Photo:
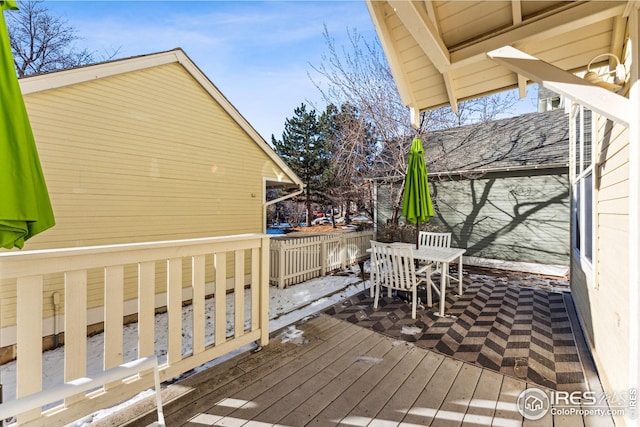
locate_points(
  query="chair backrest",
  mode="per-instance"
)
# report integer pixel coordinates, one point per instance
(439, 240)
(392, 265)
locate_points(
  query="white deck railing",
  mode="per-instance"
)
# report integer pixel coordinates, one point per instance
(28, 270)
(295, 260)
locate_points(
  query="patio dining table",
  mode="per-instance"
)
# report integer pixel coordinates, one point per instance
(445, 256)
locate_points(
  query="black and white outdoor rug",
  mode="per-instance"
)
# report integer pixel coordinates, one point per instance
(518, 330)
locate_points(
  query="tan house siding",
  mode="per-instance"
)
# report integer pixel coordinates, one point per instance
(145, 153)
(603, 304)
(128, 158)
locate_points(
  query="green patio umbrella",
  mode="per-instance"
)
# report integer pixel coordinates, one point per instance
(416, 206)
(25, 208)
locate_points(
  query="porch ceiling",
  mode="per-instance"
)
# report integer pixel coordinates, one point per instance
(437, 49)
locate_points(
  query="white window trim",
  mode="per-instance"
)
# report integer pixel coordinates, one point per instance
(586, 265)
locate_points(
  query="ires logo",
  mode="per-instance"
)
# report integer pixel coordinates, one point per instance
(533, 403)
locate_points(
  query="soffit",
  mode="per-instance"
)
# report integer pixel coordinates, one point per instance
(437, 49)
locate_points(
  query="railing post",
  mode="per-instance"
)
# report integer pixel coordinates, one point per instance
(29, 339)
(281, 265)
(323, 257)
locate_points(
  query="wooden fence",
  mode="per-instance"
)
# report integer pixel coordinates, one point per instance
(297, 259)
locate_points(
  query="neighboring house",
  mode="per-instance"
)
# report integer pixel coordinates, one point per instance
(442, 52)
(143, 149)
(501, 187)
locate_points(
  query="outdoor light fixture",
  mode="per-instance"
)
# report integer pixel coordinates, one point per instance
(619, 74)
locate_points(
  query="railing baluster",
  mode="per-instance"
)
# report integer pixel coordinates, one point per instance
(113, 315)
(239, 294)
(174, 308)
(255, 288)
(146, 308)
(197, 303)
(220, 298)
(75, 328)
(264, 292)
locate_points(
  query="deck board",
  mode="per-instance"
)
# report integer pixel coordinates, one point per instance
(345, 375)
(458, 399)
(484, 400)
(377, 398)
(274, 397)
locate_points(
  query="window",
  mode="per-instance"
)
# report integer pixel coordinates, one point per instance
(583, 204)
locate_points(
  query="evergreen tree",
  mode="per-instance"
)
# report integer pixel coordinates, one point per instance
(305, 150)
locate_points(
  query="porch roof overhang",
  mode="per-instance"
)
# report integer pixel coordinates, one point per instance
(438, 50)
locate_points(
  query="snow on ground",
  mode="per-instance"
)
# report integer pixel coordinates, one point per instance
(286, 306)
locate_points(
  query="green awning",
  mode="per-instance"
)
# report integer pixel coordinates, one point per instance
(25, 208)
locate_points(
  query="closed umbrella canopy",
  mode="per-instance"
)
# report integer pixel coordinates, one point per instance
(416, 206)
(25, 208)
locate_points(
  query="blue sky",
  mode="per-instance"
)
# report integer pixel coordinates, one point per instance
======
Pull out each line in the records above that contains the string "outdoor", copying the lines in full. Case counts.

  query="black and white outdoor rug",
  query="outdoor light fixture",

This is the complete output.